_EXERCISE_
Copy the passage about Ms. Moore's deep water sampling word for word, from "Ms. Moore further" up to and including "acrid, chemical odor.".

_EXTRACT TO READ_
In 1989, she started Emergency Response Specialists, Inc. The company was designed to respond to emergencies involving hazardous materials to ameliorate the danger these materials present.

Most of Ms. Moore's experience in emergency response to hazardous wastes was with regard to surface materials. Prior to 2010, she had no experience with deep water sampling. In 2010, however, she was hired to participate in the collection of samples from the plume of the Deep Water Horizon oil well blowout in the Gulf of Mexico. A metal cylinder was used to take samples at a depth of 5200 feet. The device used operated as intended and took volume samples and held the pressure at depth without a problem. Ms. Moore's job included doing some analysis onboard ship with regard to methane concentration in the plume.

In 2011, with regard to this project she designed a smaller volume, higher pressure sampling device with a safety release. However, for various reasons, these samplers were not used.

Moore was later hired to perform water testing in a brine pool at the Leviathan-2 (Lev-2) site in the Mediterranean Sea. It was her intent to use the cylinders she designed for this testing. Although she had no previous experience with a brine pool, Ms. Moore testified that she studied them by reading about them and looking at videos of deep water brine pools taken by organizations such as the Woods Hole Oceanographic Institution.

According to Ms. Moore, a brine pool is a pool that forms in relation to an underwater salt formation which, because of its density and lack of currents, stays in a pool underneath the water. She testified that a brine pool can be artificially created by underwater drilling.

Ms. Moore testified that her company was hired to take deep water samples from a depth of approximately 5100 feet in the east Mediterranean Sea by CSA. She stated that she was advised that she was expected to determine whether and what type of methane might be present at a capped oil well at that location. She testified that she was told that she would take samples from a brine pool located just above the well cap.

Ms. Moore further testified that, when she got to the Lev-2 site, she observed that the pool over the well cap appeared to be more viscous in nature than brine pools that she had seen. Furthermore, it appeared to contain a substance of very fine, light solid material not consistent with sediment that stayed suspended in the viscous solution. She also observed a sample taken from the ocean floor in the area she was supposed to take samples and she noted that it had an acrid, chemical odor.

Unsure of what substances might be in the solution, Moore sent an email requesting an inventory of the chemicals that had been used to cap the well. What she received was a list of 3.3 million pounds of various chemical substances that had been pumped into the well. She was advised that these chemicals "could" still be on the bottom of the ocean at this site. She noted that there were a number of chemicals that caused her concern. For example, she noted that there was a chemical compound known as Starside, which she stated would, over time, decompose into nitrous oxide and sulphur dioxide. Moore stated that, at that time, she was not sure what would happen if she brought some of these chemicals to the surface, either instantaneously, such as a result from the reduction in pressure, or over a period of time, from the increased temperature on the surface. She testified that she needed time to research these facts, but was not allowed to do so.

_RECORDS_

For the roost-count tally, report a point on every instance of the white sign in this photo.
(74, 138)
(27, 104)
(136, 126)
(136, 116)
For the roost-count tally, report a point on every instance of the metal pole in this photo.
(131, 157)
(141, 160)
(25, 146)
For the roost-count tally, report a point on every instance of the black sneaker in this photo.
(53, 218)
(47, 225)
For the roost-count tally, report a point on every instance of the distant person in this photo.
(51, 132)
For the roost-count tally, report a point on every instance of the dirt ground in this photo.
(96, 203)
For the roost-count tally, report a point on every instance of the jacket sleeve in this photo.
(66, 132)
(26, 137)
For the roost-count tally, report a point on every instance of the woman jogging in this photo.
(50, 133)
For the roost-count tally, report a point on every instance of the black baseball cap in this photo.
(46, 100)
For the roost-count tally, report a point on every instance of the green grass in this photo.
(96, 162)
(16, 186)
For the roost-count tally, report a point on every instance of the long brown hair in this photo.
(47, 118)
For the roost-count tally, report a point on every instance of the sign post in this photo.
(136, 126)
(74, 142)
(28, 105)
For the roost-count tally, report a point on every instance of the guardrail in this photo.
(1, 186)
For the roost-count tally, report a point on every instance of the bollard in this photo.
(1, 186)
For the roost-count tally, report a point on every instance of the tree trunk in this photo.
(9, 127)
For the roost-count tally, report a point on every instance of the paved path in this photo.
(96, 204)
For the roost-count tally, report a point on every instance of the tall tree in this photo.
--
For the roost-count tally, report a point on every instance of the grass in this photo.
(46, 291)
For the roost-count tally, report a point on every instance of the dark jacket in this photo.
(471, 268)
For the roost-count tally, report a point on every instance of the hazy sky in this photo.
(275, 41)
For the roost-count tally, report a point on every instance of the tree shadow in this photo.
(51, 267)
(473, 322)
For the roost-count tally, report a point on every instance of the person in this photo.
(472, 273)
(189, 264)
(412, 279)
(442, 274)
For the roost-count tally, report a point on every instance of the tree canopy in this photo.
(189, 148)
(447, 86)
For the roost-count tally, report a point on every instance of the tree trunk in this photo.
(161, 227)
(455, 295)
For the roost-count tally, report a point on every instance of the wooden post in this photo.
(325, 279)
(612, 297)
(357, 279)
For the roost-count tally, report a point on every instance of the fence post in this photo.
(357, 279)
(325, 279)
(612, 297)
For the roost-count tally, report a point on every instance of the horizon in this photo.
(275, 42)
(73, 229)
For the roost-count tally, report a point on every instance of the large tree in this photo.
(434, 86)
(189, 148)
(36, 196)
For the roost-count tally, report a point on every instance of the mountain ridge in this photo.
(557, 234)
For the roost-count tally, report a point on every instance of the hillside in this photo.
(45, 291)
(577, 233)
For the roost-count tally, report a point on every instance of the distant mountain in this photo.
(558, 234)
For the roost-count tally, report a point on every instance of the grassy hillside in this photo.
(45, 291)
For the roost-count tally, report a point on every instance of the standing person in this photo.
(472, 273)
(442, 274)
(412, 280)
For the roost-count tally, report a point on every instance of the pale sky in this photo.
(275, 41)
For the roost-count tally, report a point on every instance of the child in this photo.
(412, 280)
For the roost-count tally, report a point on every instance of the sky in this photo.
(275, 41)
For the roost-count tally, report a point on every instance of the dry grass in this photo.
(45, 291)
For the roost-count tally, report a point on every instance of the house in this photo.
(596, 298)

_EXERCISE RESULT_
Ms. Moore further testified that, when she got to the Lev-2 site, she observed that the pool over the well cap appeared to be more viscous in nature than brine pools that she had seen. Furthermore, it appeared to contain a substance of very fine, light solid material not consistent with sediment that stayed suspended in the viscous solution. She also observed a sample taken from the ocean floor in the area she was supposed to take samples and she noted that it had an acrid, chemical odor.